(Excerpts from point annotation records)
......

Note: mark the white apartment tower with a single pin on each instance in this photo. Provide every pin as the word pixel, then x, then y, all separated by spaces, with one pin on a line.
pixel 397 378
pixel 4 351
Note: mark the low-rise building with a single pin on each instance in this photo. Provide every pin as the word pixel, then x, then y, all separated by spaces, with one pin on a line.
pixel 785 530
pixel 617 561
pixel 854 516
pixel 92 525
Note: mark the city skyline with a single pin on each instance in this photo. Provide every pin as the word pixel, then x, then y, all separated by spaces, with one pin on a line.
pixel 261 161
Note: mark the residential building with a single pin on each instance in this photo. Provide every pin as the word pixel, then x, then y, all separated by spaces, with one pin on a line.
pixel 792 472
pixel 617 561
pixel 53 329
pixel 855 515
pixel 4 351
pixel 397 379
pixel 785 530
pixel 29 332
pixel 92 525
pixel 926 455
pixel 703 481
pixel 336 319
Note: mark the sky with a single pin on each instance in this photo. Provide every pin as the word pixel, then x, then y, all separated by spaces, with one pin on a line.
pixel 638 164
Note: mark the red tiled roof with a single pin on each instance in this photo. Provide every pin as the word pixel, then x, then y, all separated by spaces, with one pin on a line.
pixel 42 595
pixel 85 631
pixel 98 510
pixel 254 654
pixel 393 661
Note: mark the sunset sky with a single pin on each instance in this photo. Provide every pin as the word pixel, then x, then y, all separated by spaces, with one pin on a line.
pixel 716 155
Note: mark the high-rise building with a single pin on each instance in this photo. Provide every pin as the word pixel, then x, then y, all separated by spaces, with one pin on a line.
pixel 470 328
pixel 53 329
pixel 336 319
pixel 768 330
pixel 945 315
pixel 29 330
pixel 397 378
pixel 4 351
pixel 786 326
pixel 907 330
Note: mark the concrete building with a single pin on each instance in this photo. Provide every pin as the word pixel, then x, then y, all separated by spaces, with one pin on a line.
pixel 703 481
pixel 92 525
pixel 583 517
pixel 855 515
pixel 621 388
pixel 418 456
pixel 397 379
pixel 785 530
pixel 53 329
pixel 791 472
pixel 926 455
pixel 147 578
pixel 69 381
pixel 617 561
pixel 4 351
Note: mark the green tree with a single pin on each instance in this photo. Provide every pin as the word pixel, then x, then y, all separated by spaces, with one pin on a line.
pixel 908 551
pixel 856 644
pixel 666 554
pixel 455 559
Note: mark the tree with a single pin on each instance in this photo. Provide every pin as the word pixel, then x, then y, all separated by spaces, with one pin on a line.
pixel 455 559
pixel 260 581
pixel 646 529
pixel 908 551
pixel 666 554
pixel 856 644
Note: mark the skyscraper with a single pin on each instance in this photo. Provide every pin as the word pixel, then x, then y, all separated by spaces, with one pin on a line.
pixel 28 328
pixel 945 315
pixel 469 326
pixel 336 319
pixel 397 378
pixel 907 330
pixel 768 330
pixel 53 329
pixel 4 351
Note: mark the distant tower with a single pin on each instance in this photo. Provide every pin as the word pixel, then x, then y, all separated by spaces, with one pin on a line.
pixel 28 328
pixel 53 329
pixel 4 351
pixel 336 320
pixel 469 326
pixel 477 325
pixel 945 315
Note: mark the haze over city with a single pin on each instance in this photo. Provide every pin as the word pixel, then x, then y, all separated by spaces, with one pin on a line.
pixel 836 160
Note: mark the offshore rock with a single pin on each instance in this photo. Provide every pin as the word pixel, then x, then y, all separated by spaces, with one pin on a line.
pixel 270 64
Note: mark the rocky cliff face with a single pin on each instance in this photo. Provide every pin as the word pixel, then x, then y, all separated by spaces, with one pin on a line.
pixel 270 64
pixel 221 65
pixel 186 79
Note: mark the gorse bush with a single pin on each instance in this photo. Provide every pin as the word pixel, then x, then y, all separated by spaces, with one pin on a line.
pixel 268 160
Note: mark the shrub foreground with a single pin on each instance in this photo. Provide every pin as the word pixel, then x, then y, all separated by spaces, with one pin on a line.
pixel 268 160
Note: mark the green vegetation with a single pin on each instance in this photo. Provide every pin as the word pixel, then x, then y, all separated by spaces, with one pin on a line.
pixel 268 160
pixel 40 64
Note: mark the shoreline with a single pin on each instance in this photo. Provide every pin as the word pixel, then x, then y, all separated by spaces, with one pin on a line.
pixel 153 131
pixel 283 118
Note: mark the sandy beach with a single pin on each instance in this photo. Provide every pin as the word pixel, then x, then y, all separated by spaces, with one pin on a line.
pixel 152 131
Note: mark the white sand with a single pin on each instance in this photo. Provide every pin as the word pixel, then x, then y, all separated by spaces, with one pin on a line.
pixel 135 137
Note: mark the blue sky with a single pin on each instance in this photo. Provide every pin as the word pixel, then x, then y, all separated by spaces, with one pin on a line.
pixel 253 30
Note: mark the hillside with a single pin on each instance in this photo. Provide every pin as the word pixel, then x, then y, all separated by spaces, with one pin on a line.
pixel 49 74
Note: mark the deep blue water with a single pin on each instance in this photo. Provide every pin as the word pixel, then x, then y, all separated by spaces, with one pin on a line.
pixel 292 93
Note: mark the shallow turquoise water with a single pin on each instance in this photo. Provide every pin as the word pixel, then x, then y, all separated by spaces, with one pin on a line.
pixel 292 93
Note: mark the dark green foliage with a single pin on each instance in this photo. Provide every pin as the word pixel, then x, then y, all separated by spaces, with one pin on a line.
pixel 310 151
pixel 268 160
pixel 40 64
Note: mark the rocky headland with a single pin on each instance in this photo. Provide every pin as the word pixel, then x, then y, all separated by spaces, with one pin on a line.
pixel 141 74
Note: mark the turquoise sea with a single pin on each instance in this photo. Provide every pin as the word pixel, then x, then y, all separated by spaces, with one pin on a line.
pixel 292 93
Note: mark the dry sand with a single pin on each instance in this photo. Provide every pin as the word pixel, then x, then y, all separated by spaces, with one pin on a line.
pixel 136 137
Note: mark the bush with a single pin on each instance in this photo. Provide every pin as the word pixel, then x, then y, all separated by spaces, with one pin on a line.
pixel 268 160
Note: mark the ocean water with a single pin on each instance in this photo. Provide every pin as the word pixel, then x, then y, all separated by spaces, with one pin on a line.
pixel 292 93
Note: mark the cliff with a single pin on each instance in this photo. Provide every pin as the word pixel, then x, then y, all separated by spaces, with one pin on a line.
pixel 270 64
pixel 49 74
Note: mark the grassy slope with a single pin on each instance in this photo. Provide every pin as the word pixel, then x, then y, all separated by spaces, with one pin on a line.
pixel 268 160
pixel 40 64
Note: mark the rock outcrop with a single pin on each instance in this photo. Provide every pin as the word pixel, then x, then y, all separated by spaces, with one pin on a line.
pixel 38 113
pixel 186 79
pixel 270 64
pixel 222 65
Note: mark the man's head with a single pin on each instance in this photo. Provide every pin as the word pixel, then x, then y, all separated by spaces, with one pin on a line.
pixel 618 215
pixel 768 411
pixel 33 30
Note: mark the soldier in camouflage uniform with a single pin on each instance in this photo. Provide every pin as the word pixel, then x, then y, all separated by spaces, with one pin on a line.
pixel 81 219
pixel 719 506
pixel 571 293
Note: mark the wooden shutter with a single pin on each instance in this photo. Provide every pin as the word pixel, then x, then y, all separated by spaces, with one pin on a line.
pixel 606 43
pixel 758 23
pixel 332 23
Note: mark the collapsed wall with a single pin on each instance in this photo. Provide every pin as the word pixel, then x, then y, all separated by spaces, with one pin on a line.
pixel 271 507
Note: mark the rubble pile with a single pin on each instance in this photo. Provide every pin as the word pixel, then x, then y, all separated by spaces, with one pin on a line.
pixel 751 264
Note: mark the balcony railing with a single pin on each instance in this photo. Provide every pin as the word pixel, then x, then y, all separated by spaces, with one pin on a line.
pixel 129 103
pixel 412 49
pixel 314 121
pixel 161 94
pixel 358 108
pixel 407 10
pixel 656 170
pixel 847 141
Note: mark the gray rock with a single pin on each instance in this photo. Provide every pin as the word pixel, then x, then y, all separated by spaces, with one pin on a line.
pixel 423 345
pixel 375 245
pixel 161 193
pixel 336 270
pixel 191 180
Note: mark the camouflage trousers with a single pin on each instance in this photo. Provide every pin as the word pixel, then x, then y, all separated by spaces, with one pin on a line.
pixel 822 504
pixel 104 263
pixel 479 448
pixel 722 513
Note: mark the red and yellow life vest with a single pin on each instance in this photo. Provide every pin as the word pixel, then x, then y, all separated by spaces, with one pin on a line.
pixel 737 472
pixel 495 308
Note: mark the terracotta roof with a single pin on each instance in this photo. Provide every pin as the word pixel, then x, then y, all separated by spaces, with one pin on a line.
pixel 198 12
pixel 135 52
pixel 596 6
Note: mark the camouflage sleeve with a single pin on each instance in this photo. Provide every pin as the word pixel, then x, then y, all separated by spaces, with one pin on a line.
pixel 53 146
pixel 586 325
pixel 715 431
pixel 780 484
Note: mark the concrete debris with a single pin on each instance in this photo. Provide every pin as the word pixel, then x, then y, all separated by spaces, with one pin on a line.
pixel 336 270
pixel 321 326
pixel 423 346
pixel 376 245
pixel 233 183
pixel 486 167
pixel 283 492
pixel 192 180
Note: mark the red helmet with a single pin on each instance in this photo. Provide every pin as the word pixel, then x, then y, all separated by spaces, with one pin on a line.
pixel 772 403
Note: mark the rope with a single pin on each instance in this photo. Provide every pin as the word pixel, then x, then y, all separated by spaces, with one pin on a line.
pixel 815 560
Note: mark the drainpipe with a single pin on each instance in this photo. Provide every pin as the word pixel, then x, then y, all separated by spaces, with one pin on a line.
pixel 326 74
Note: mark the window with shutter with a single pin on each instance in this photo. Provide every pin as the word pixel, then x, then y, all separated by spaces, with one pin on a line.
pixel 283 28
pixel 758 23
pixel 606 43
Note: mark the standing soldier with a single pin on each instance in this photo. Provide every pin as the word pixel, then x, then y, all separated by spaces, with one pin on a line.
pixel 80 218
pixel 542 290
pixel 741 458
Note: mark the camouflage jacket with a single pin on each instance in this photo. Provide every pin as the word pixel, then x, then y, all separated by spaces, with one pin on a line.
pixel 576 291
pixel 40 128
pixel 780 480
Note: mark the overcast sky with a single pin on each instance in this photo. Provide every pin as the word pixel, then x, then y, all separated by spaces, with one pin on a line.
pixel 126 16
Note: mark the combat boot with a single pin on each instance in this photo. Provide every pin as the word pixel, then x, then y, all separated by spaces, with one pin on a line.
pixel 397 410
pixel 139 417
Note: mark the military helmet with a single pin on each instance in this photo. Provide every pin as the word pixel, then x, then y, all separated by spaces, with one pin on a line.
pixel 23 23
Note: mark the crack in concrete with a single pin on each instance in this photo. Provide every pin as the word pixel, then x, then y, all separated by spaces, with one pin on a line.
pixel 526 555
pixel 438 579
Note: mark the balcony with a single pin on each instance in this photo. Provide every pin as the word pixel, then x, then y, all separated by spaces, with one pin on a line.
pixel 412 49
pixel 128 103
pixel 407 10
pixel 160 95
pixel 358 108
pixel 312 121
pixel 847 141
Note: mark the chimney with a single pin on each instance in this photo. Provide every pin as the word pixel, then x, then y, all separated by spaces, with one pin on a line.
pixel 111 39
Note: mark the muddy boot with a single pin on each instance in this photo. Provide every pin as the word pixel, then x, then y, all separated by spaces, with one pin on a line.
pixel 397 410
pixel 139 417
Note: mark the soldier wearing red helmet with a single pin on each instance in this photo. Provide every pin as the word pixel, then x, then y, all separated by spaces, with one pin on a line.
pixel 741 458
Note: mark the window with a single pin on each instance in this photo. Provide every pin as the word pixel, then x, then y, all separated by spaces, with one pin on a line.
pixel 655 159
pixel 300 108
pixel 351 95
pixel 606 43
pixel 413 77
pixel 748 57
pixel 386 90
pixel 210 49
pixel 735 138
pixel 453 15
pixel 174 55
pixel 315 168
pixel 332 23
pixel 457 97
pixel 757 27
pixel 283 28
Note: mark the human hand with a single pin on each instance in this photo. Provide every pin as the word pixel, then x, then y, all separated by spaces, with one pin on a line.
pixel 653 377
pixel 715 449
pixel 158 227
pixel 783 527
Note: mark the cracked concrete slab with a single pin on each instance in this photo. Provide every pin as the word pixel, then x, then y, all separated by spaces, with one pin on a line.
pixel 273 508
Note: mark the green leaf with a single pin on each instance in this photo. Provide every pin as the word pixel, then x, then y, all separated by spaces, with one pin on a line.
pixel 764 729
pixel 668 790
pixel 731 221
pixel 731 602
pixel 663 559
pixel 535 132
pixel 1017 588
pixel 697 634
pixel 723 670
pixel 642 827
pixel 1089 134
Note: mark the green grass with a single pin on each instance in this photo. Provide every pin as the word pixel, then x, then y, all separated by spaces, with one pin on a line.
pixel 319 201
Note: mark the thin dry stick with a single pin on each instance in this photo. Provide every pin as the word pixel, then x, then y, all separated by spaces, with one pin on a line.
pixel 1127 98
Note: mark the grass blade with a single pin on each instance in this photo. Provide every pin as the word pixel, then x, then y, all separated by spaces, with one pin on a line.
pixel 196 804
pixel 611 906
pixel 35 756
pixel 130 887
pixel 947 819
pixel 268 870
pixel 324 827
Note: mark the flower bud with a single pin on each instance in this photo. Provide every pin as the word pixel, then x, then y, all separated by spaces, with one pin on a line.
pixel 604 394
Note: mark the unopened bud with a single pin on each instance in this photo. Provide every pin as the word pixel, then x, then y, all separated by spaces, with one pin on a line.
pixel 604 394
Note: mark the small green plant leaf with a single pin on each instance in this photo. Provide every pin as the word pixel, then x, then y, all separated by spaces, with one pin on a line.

......

[Task goal] Please reproduce everything in the records above from the line containing "Note: mark the soldier in" down to the line containing "pixel 751 264", keeping both of those lines.

[Full response]
Note: mark the soldier in camouflage uniform with a single pin on each instance in this photo. Provide every pin as the word pixel, then x, then y, all separated by spaces, with one pin on a line.
pixel 81 219
pixel 719 506
pixel 571 293
Note: mark the wooden shutter with a single pin on each instance in this photo. Provide every pin as the word pixel, then x, then y, all separated by spaces, with one pin on a line.
pixel 606 43
pixel 758 23
pixel 332 23
Note: mark the collapsed wall with a single pin on each instance in this photo. Provide every pin as the word pixel, then x, then y, all separated by spaces, with one pin on a line.
pixel 271 507
Note: mark the rubble pile with a single pin on each instance in this photo. Provide every pin as the word pixel, then x, then y, all separated by spaces, with one pin on a line.
pixel 751 264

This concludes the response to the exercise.